What you are asked to do:
Format every line of the items below as a JSON array of strings, one string per line, leaving out any blank lines.

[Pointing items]
>> Begin

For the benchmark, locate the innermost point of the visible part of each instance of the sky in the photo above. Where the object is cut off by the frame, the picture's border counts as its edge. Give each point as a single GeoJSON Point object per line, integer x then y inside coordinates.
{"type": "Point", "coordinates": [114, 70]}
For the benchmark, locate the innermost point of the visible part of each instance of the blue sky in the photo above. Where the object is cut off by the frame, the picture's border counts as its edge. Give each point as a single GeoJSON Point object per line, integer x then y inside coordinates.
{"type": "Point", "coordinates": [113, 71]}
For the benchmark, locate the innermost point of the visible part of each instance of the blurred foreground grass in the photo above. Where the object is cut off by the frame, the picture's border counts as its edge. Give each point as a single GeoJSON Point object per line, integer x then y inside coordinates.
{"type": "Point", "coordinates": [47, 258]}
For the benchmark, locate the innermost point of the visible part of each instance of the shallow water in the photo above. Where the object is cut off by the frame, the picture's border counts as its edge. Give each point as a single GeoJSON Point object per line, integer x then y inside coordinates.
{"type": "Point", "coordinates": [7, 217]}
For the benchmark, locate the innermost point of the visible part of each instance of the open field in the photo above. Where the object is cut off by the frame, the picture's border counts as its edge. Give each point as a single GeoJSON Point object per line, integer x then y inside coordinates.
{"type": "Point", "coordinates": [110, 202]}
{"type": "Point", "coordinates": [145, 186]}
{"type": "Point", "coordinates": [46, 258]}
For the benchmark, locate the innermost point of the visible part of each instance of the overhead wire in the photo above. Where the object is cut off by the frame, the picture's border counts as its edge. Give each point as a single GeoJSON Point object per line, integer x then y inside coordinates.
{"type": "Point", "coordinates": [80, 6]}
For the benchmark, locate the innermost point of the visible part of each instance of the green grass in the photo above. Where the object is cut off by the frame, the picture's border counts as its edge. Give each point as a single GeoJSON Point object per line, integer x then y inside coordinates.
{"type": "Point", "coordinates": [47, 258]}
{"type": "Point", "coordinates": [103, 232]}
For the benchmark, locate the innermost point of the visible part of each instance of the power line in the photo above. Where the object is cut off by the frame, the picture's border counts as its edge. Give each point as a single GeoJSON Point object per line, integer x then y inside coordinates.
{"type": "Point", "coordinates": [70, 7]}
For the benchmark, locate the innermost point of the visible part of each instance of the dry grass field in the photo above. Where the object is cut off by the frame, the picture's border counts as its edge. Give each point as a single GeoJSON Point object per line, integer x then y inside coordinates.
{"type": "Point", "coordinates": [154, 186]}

>> End

Solution to this task:
[
  "For the benchmark, locate the innermost point of the visible part of each instance of the sky in the photo above. Where the object is cut off by the frame, the picture's border counts as its edge. Give each point as a single GeoJSON Point object per line, integer x then y inside coordinates.",
  "{\"type\": \"Point\", \"coordinates\": [114, 70]}",
  "For the benchmark, locate the innermost point of the visible part of each instance of the blue sky in the photo above. Where the object is cut off by the frame, the picture's border counts as its edge. Give each point as a single GeoJSON Point object per line, integer x then y inside coordinates.",
  "{\"type\": \"Point\", \"coordinates\": [113, 71]}",
  "For the benchmark, locate the innermost point of the visible part of each instance of the blurred foreground grass in the photo above. Where the object is cut off by the frame, the picture's border counts as its edge. Give each point as a single GeoJSON Point object per line, integer x then y inside coordinates.",
  "{\"type\": \"Point\", \"coordinates\": [47, 258]}",
  "For the benchmark, locate the innermost point of the visible part of each instance of the shallow water in the photo above. Where the object is cut off by the frame, the picture's border counts as its edge. Give each point as a single GeoJSON Point object per line, integer x then y inside coordinates.",
  "{\"type\": \"Point\", \"coordinates\": [7, 217]}",
  "For the benchmark, locate the innermost point of the visible part of each instance of the open field in the photo above. Where the object is cut off by the frame, the picture's border counts as its edge. Give each point as a single GeoJSON Point object per line, integer x then y inside coordinates.",
  "{\"type\": \"Point\", \"coordinates\": [110, 202]}",
  "{\"type\": \"Point\", \"coordinates\": [145, 186]}",
  "{\"type\": \"Point\", \"coordinates\": [46, 258]}",
  "For the benchmark, locate the innermost point of the visible part of each instance of the overhead wire in the photo above. Where the object is cut off by the frame, the picture's border counts as its edge. Give each point as a single GeoJSON Point object per line, integer x then y inside coordinates.",
  "{\"type\": \"Point\", \"coordinates\": [80, 6]}",
  "For the benchmark, locate the innermost point of the visible part of each instance of the green grass in the photo above. Where the object is cut off by the frame, the picture's border counts as its edge. Give each point as a single GeoJSON Point object per line, integer x then y inside coordinates.",
  "{\"type\": \"Point\", \"coordinates\": [47, 258]}",
  "{\"type\": \"Point\", \"coordinates\": [103, 232]}",
  "For the benchmark, locate the innermost point of the visible part of each instance of the power line in the photo above. Where the object is cut off by the frame, the picture's border counts as its edge. Give each point as a single GeoJSON Point object per line, integer x then y inside coordinates.",
  "{\"type\": \"Point\", \"coordinates\": [70, 7]}",
  "For the benchmark, locate the innermost point of the visible part of each instance of the dry grass field in the photo above. Where the object is cut off by the frame, the picture's border counts as its edge. Give each point as a single GeoJSON Point object per line, integer x then y inside coordinates.",
  "{\"type\": \"Point\", \"coordinates\": [154, 186]}"
]